## [The problem]
Return the data below without any changes, from its first line through the line containing "column 17, row 69", with both ends included.
----- Input records -----
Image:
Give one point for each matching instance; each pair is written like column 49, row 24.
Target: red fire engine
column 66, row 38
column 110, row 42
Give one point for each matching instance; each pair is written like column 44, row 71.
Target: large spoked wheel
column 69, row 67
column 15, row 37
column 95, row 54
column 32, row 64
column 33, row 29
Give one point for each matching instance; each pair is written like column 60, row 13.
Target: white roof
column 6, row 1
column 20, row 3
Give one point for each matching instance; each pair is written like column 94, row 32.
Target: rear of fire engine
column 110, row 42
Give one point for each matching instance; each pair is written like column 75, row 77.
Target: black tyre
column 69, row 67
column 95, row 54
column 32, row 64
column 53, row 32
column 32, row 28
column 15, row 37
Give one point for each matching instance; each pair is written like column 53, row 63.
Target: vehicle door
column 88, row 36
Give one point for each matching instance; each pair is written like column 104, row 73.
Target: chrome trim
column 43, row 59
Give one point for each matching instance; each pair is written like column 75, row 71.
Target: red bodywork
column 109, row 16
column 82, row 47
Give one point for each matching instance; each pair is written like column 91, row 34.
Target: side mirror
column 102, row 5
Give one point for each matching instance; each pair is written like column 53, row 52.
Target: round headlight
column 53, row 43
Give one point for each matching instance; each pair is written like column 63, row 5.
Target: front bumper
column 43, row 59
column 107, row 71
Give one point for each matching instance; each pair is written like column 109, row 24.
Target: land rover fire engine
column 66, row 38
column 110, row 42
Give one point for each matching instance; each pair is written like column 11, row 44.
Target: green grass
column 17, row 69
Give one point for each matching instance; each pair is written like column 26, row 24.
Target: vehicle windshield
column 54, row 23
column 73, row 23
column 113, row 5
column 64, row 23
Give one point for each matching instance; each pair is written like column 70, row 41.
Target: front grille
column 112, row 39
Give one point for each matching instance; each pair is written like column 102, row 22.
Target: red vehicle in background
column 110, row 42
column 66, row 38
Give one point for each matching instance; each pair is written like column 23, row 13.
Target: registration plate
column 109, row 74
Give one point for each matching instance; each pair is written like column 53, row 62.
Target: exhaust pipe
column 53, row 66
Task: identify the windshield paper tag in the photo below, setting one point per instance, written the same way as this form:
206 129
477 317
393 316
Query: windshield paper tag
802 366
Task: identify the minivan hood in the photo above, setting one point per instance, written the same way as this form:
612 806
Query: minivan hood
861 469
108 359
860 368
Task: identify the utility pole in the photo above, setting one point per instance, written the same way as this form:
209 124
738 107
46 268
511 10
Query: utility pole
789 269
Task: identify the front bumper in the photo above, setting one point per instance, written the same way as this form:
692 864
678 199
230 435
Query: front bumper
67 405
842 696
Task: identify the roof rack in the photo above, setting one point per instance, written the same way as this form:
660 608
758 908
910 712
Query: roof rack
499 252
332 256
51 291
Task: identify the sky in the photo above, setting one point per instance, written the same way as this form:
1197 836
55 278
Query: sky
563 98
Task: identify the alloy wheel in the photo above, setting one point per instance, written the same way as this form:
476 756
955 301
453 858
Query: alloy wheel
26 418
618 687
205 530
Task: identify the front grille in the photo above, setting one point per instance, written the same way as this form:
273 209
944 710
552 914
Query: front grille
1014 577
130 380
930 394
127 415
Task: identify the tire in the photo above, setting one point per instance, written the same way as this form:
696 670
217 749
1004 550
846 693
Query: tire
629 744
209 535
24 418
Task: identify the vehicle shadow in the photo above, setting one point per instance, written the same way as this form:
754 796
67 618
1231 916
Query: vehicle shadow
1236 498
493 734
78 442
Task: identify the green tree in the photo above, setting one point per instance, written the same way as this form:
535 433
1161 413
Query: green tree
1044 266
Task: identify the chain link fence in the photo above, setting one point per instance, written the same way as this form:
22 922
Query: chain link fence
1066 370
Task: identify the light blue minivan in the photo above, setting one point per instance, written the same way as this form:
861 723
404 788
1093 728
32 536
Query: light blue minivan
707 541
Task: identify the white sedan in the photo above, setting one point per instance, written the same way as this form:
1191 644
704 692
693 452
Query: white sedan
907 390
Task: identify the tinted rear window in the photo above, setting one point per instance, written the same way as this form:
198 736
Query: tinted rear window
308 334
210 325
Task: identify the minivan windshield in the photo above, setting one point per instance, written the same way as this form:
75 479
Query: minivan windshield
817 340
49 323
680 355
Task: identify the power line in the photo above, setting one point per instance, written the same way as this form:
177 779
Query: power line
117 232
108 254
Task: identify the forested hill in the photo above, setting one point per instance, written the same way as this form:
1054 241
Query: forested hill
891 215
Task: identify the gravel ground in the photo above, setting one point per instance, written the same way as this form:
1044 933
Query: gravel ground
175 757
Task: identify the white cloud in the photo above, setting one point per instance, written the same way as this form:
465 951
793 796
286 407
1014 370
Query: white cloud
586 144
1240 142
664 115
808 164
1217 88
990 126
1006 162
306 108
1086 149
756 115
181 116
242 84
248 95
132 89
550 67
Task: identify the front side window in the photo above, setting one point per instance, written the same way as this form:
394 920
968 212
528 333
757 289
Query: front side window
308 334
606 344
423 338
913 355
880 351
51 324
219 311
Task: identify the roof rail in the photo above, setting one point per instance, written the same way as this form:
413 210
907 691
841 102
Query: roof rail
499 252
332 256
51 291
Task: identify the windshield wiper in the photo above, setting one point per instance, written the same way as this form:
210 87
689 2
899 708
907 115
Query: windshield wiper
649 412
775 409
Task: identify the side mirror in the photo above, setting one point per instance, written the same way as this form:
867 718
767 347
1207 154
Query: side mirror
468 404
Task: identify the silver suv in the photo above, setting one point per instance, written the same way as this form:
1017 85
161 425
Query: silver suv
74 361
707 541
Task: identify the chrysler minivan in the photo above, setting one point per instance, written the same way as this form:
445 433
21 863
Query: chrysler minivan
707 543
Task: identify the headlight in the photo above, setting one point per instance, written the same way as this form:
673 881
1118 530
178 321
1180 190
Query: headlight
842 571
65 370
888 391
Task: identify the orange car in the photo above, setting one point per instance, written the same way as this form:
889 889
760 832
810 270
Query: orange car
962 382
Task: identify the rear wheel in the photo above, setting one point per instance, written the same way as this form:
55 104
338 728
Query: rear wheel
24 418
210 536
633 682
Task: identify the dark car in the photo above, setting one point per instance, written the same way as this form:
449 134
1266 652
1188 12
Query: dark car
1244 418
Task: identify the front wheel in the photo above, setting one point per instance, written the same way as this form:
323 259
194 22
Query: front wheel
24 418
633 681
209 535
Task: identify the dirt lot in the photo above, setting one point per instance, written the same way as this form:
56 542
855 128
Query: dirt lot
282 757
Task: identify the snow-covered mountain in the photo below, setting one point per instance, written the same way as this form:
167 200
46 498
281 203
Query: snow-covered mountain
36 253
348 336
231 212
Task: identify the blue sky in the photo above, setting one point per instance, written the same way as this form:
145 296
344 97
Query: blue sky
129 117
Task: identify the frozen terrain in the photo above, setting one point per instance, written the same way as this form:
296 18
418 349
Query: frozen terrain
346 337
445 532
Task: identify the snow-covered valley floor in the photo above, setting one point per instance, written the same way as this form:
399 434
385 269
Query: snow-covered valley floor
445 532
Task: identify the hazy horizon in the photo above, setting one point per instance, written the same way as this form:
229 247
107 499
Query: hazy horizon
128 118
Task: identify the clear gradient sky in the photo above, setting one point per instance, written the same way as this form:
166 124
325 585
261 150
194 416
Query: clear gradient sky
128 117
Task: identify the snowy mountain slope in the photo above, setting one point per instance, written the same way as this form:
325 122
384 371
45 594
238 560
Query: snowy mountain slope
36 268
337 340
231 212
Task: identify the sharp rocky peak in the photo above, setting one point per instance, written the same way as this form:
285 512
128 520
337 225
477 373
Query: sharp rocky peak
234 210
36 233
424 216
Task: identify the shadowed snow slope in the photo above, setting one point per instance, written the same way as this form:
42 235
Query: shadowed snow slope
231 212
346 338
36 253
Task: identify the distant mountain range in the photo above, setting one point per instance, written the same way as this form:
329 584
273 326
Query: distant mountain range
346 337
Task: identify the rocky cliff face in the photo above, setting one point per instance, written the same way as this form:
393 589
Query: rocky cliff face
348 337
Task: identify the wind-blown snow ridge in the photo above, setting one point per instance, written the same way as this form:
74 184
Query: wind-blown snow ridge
-----
## [Solution to the exercise]
Image:
Give one point for each matching instance; each pair is written like column 49, row 24.
Target: red fire engine
column 66, row 38
column 110, row 42
Give one point for each matching instance; each pair is written like column 44, row 71.
Target: large spoked wheel
column 69, row 67
column 15, row 37
column 95, row 54
column 32, row 64
column 33, row 29
Give one point for each matching instance; each pair is written like column 60, row 13.
Target: white roof
column 6, row 1
column 20, row 3
Give one point for each matching instance; each pair is written like column 94, row 32.
Target: rear of fire engine
column 110, row 42
Give one point for each matching instance; each pair is written like column 75, row 77.
Target: black tyre
column 69, row 67
column 95, row 54
column 32, row 64
column 53, row 32
column 32, row 28
column 15, row 37
Give one point for each matching instance; each pair is written like column 53, row 63.
Target: vehicle door
column 88, row 36
Give one point for each matching instance; each pair is written like column 104, row 73.
Target: chrome trim
column 43, row 59
Give one point for each matching instance; each pair is written like column 75, row 71.
Target: red bodywork
column 109, row 16
column 82, row 47
Give one point for each matching instance; each pair is written like column 91, row 34.
Target: side mirror
column 102, row 5
Give one point for each matching instance; each pair is written like column 53, row 52.
Target: round headlight
column 53, row 43
Give one point for each matching instance; each pair is written like column 63, row 5.
Target: front bumper
column 43, row 59
column 107, row 71
Give one point for each matching instance; each pair is written like column 109, row 24.
Target: land rover fire engine
column 66, row 38
column 110, row 42
Give one point for each matching instance; each pair is written like column 11, row 44.
Target: green grass
column 17, row 69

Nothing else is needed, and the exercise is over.